Harry Kelley (1832–1914) was a professional oarsman on the Thames. He became the Tyne, Thames, English and World Sculling Champion, a title he won four times.

==Sculling career==
The son of Jack Kelley, another Thames waterman, Kelley's first Championship win was in 1857, when he beat James Messenger for the Championship of England. Kelley's technical abilities in a boat soon got him noticed and he was regularly referred to as the best waterman the Thames ever produced, either as an oarsman or as a judge of rowing.

Messenger's reign was a short one. For There was working as foremosthand (pronounced "formstand") on one of the boats a young fellow whom old Johnny Coates, of Chelsea, denominated the future "star" of the Thames, Harry Kelley, one of the prettiest scullers ever seen in a boat. Messenger, never a very strong man, had to give place to this rising young waterman

We shall never forget the handsome figure of Harry as he sat in his boat. Many a time and oft have we stood at Newbold's window, at the corner of Holywell street, and looked at the outstretched arms of Kelley, and wondered when we should be able to grow a black beard like his.

Source:AQUATICS OLD AND NEW. Otago Witness, Issue 1951, 11 April 1889, Page 25

==World champion==
Before 1876, the English Sculling Championship was considered to be the premier event in professional sculling. In 1876, the English Title gained the World status and earlier winners were retrospectively given the title of World Champion.
Kelley first won the World Championship by beating the holder, James Messenger, on 12 May 1857. He lost it to Robert Chambers (oarsman) on the 20 Sept 1859. Chambers had several defences of the Title before Kelley challenged again. The race was on 8 August 1865 and Kelley won. James Hamill was the American Champion and he challenged Kelley to two races, only one of which was a Championship race. They were held in England in July 1866. Kelley won both of them and he shortly after announced his retirement. Chambers later retook the Title in an open race.

Kelley came out of retirement in 1867 and again challenged Chambers to a match. This race was on 6 May 1868 with the result that Kelley was again World Champion. He finally lost the Title to James Renforth in a race on 17 November 1868.

For details of the six World Title races that Kelley was involved in see World Sculling Championship.

==Renforth==
Kelley was one of the celebrated English crew which visited America in 1871 with the then champion James Renforth. During a race against a St John's crew on 23 August 1871, Renforth collapsed and eventually died in Kelley's arms.

A memorial sculpture, erected by public subscription showing the dying figure of Renforth in the arms of Kelley now stands outside Shipley Art Gallery in Gateshead.

Kelley continued to row and on 5 November 1877 he raced Joseph Sadler over the Putney to Mortlake course for a stake of £400. After an even start Sadler went ahead and was never passed. His time was 24m.02s. After the race Kelley rowed over to Sadler and shook hands to the cheers of the onlookers. After finally retiring from competitive rowing, Kelley went on to act as a steer and trainer for a number of crews and scullers. He steered Australian Edward Trickett against Canadian Ned Hanlan during their race for the World Champion title on the Thames. He was still busy coaching F L Playford for the amateur championship in 1879 and steered the umpire for the Oxford Cambridge Boat Race on a number of occasions.

He died at his home in Fulham in 1914 aged 82.

- - - - - - -

### Apply what you read
• A. List every date in the "World champion" section of the Harry Kelley article that gives a day, month and year.
• B. Turn the paragraph of the Harry Kelley article that begins "Kelley continued to row" into a short bulleted list that keeps its main facts.

### The data
- - - - - - -

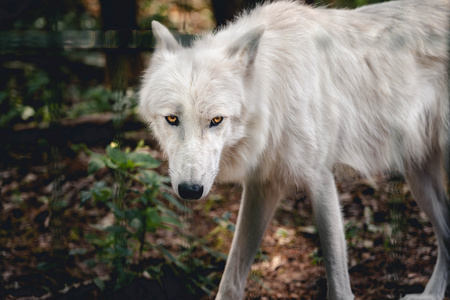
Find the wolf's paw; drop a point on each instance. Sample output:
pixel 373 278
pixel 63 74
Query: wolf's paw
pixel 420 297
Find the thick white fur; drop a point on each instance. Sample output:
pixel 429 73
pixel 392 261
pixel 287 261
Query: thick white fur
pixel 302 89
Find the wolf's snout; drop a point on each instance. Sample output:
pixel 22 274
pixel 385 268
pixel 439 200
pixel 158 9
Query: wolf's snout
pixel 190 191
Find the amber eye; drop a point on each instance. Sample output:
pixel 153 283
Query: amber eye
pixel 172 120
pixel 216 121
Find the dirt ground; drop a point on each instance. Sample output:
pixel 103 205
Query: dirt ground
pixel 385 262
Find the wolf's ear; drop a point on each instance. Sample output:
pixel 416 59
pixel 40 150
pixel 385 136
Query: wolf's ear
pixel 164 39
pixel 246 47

- - - - - - -

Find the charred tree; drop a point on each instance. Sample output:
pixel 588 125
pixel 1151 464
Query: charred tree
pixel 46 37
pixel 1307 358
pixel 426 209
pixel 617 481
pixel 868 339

- - - - - - -

### Solutions to each task
• A.
12 May 1857
20 Sept 1859
8 August 1865
6 May 1868
17 November 1868

• B.
- On 5 November 1877 Kelley raced Joseph Sadler from Putney to Mortlake for a £400 stake.
- After an even start Sadler went ahead, was never passed, and finished in 24m.02s.
- Kelley then rowed over and shook Sadler's hand as onlookers cheered.
- After retiring from competitive rowing, Kelley steered and trained a number of crews and scullers.
- He steered Edward Trickett of Australia against Ned Hanlan of Canada in their World Champion title race on the Thames.
- In 1879 he was coaching F L Playford for the amateur championship.
- On a number of occasions he steered the umpire for the Oxford Cambridge Boat Race.